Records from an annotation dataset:

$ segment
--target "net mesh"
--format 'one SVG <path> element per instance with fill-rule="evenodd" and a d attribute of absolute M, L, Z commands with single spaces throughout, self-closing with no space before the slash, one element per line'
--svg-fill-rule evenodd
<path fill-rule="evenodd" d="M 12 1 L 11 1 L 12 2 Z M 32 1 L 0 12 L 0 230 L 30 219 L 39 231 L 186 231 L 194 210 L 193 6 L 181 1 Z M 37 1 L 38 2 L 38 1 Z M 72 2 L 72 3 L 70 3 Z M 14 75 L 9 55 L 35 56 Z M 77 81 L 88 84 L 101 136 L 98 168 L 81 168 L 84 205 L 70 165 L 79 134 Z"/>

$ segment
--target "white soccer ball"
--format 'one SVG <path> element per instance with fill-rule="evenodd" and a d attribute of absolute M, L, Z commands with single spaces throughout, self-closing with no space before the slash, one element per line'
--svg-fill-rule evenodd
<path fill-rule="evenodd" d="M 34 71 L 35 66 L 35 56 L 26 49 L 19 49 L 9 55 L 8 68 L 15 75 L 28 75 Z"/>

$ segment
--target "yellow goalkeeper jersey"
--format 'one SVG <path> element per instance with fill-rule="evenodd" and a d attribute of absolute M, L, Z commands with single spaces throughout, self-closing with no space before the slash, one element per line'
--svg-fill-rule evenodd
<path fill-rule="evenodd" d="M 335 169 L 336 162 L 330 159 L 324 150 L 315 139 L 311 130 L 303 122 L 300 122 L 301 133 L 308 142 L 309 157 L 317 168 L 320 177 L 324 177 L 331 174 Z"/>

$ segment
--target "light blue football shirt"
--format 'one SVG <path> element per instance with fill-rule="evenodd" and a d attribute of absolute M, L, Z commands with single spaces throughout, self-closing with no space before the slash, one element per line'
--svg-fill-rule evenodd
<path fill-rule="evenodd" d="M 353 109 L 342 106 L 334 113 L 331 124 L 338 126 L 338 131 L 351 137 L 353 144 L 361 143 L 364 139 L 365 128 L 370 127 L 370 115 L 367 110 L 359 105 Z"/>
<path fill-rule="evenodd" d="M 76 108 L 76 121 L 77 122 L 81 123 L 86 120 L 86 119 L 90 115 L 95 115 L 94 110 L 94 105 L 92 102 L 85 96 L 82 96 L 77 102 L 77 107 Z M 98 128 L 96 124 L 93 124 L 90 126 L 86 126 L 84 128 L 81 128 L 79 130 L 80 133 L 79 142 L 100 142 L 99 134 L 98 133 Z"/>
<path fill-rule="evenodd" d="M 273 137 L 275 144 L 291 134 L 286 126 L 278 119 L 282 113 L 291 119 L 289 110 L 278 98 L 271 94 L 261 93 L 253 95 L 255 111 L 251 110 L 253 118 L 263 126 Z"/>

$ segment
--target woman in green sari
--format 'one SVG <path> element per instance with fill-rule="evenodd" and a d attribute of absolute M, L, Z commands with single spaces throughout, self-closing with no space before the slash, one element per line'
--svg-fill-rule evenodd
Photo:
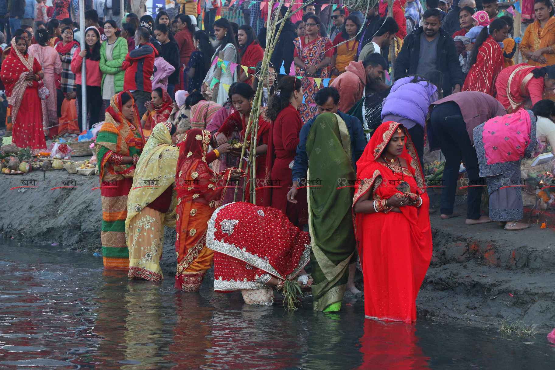
<path fill-rule="evenodd" d="M 315 311 L 339 311 L 349 265 L 356 258 L 351 204 L 356 175 L 347 126 L 334 113 L 322 113 L 306 140 L 309 158 L 309 231 Z M 329 170 L 330 164 L 335 168 Z"/>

### Task requirements
Generate a word-for-word copy of the preceding records, excluding all pictures.

### Answer
$ segment
--target "net mesh"
--format 'one SVG <path> element per instance with fill-rule="evenodd" and a d attribute of absolute M, L, Z commands with single spaces throughout, self-closing with no space before the slash, one element per line'
--svg-fill-rule evenodd
<path fill-rule="evenodd" d="M 12 1 L 11 1 L 12 2 Z M 32 1 L 0 12 L 0 230 L 30 219 L 39 231 L 186 231 L 194 210 L 193 6 L 181 1 Z M 37 1 L 38 2 L 38 1 Z M 72 2 L 72 3 L 70 3 Z M 14 75 L 9 55 L 35 56 Z M 77 81 L 88 84 L 101 136 L 98 168 L 81 168 L 84 205 L 70 165 L 79 134 Z"/>

$ segment
--target "white soccer ball"
--format 'one SVG <path> element per instance with fill-rule="evenodd" and a d attribute of absolute M, L, Z commands with single spaces throughout, self-closing with no space before the slash, one element per line'
--svg-fill-rule evenodd
<path fill-rule="evenodd" d="M 34 71 L 35 66 L 35 56 L 26 49 L 19 49 L 9 55 L 8 68 L 15 75 L 28 75 Z"/>

$ segment
--target "yellow goalkeeper jersey"
--format 'one SVG <path> element per instance with fill-rule="evenodd" and a d attribute of absolute M, L, Z commands with single spaces throughout, self-closing with no space before the slash, one element per line'
--svg-fill-rule evenodd
<path fill-rule="evenodd" d="M 335 169 L 336 162 L 330 159 L 324 150 L 315 139 L 311 130 L 303 122 L 300 122 L 301 133 L 308 142 L 309 157 L 317 168 L 320 177 L 324 177 L 331 174 Z"/>

$ segment
--target "light blue football shirt"
--format 'one SVG <path> element per instance with fill-rule="evenodd" and a d attribute of absolute M, L, Z commands with single spaces throughout, self-closing with no space before the slash, one element per line'
--svg-fill-rule evenodd
<path fill-rule="evenodd" d="M 353 109 L 342 106 L 334 113 L 331 124 L 338 126 L 338 131 L 351 137 L 353 144 L 361 143 L 364 139 L 365 128 L 370 127 L 370 115 L 367 110 L 359 105 Z"/>
<path fill-rule="evenodd" d="M 76 108 L 76 121 L 77 122 L 81 123 L 86 120 L 86 119 L 90 115 L 95 115 L 94 110 L 94 105 L 92 102 L 85 96 L 82 96 L 77 102 L 77 107 Z M 98 128 L 96 124 L 93 124 L 90 126 L 86 126 L 84 128 L 81 128 L 79 130 L 80 133 L 79 142 L 100 142 L 99 134 L 98 133 Z"/>
<path fill-rule="evenodd" d="M 273 137 L 275 144 L 291 134 L 286 126 L 278 119 L 282 113 L 291 119 L 289 110 L 278 98 L 271 94 L 261 93 L 253 95 L 255 111 L 251 110 L 253 118 L 263 126 Z"/>

$ segment
--target woman in green sari
--format 'one SVG <path> element per instance with fill-rule="evenodd" and a d attribute of absolute M, L, Z commands with single spaces throughout, self-closing with no space before the slash, one element per line'
--svg-fill-rule evenodd
Photo:
<path fill-rule="evenodd" d="M 315 311 L 339 311 L 349 265 L 356 258 L 351 204 L 356 175 L 347 126 L 334 113 L 322 113 L 306 140 L 309 158 L 309 231 Z M 329 170 L 330 164 L 335 168 Z"/>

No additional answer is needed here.